▶ [Point-per-instance localization data]
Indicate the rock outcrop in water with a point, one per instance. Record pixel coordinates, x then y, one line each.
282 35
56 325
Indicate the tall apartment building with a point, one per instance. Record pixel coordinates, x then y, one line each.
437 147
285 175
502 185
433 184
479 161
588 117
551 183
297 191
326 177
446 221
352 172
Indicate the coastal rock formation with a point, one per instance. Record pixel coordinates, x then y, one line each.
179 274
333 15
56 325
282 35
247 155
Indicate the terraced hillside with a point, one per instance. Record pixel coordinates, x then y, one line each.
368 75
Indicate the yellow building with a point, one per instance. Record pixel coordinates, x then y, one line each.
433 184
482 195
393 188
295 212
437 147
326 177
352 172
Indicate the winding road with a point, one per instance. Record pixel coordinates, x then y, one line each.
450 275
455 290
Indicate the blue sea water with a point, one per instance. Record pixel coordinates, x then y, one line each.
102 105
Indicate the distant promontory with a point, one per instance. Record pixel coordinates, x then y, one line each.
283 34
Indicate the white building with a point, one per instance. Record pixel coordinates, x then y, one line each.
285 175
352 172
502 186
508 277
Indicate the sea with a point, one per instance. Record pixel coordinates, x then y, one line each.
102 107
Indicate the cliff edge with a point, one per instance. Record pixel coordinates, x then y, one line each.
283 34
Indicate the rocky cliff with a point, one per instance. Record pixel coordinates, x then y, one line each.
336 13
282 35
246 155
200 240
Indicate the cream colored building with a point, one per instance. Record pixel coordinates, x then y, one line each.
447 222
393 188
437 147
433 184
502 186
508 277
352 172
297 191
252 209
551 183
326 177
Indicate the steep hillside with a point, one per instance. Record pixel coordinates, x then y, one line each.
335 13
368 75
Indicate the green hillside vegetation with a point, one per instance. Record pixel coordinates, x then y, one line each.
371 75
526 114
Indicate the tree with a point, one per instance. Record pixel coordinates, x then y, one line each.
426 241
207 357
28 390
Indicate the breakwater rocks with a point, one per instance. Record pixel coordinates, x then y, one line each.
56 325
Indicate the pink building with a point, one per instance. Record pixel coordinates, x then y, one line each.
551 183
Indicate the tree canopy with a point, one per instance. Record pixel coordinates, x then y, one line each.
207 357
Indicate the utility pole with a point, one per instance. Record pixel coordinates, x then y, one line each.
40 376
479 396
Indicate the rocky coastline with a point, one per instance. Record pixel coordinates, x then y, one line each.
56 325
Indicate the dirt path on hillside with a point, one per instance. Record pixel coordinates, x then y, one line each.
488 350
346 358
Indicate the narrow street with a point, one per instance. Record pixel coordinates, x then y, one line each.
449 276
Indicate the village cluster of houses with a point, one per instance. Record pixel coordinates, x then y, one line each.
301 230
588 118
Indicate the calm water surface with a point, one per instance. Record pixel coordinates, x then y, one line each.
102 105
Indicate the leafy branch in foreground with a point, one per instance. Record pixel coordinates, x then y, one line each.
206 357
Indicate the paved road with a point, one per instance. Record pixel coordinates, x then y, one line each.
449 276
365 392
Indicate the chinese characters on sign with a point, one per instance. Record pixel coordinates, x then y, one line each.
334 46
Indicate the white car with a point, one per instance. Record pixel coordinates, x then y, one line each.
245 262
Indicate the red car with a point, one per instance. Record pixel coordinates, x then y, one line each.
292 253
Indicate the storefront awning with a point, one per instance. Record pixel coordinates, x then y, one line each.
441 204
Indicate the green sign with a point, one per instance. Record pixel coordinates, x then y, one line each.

▶ [Work instructions]
Every record, from top to bottom, must be transcribed exactly.

▶ [Response below]
Indicate the rock outcrop in water with a point, one per instance. Record pixel coordinates, x then y, one line each.
282 35
56 325
Indicate the tall apartment building with a point, one per instance. Record pixel coordinates, x then y, one line each.
437 147
285 175
502 185
433 184
479 161
588 117
551 183
297 191
326 177
446 221
352 172
Indicate the coastal rock formation with a point, one per instance. Record pixel coordinates, x then y, one line each.
179 274
333 15
56 325
282 35
247 155
Indicate the terraced hillside with a point, one per instance. Record pixel coordinates, x then y, one line each.
368 75
Indicate the yellow building with a point, one per instance. Record pixel coordinates, x then y, one line each.
433 184
482 195
393 188
295 212
437 147
326 177
352 172
Indicate the winding road with a point, one per instance. Record pixel coordinates, x then y, one line each.
450 275
455 290
Indicate the blue sea water with a point, one per instance. Record pixel coordinates, x then y, one line each.
102 105
Indicate the distant promontory with a point, one per instance. Record pixel coordinates, x then y, one line each.
283 34
Indicate the white building with a point, one per instance. Record pixel coordinates, x then y, one line each.
285 175
352 172
502 186
508 277
Indicate the sea with a point, one per instance. Record pixel coordinates, x then y, one line each.
102 107
Indicate the cliff edge with a point, one per instance. Record pixel coordinates, x then y, one line each.
283 34
Indicate the rocky cliff with a point, one per instance. Record pixel coordinates, x then y, one line each.
336 13
282 35
246 155
200 240
Indicate the cream colored building with a point, one per instance. Record pixel coordinates, x then y, one line each.
447 222
393 188
437 147
433 184
502 186
508 277
352 172
297 191
252 209
551 183
326 177
Indicate the steep hillside with a point, one per instance. Record pixel coordinates, x then y, one line each.
335 13
368 75
Indicate the green hillside vegetation with a point, one per instance. Record pixel coordinates, x then y, one line each.
371 75
526 114
Indicate the tree with a point, one per instance. Record pixel coordinates, x then y, one line each.
426 241
207 357
28 390
Indicate the breakwater rocks with a point, one per instance. Record pixel coordinates, x then y, one line each.
56 325
Indicate the pink building with a point, one per instance. Record pixel coordinates, x then y, one line each.
551 183
Indicate the tree canopy with a point, one per instance. Record pixel coordinates, x then y, one line each.
207 357
Indicate the utility pole with a point, one per instance. Record pixel coordinates, x then y, one line each.
40 376
479 396
Indicate the rocky coastline with a point, one per instance. Record pixel coordinates, x then y, one line each.
56 325
Indicate the dirt path on hillside with a point, one per instance. Record pixel coordinates, x then y, one line each.
488 350
346 358
Indicate the narrow street with a point, one per instance. Record pixel coordinates, x then y, one line each.
449 276
Indicate the village cluster of houses with a point, one per instance. Record pixel coordinates, x then y, one line each.
301 230
588 118
Indicate the calm water surface with a point, one per instance. Record pixel coordinates, x then y, one line each.
102 105
Indicate the leafy branch in foreground with a point, one per instance. Record pixel coordinates, x then y, one line each.
206 357
Indicate the paved road with a point, one per instance. Record pixel coordinates, x then y, one line each.
449 276
365 392
Indicate the chinese characters on sign with a point, one per instance. Record pixel coordinates, x then y, one line each.
334 46
Indicate the white car with a point, one per instance. Record pixel coordinates, x then y, one line each.
245 262
Indicate the red car with a point, one per instance. Record pixel coordinates, x then y, one line each.
292 253
Indicate the storefront awning with a point, one per instance. Record pixel coordinates, x then y, one line each.
441 204
Indicate the green sign with a point, one per instance. Record pixel coordinates, x then y, one line each.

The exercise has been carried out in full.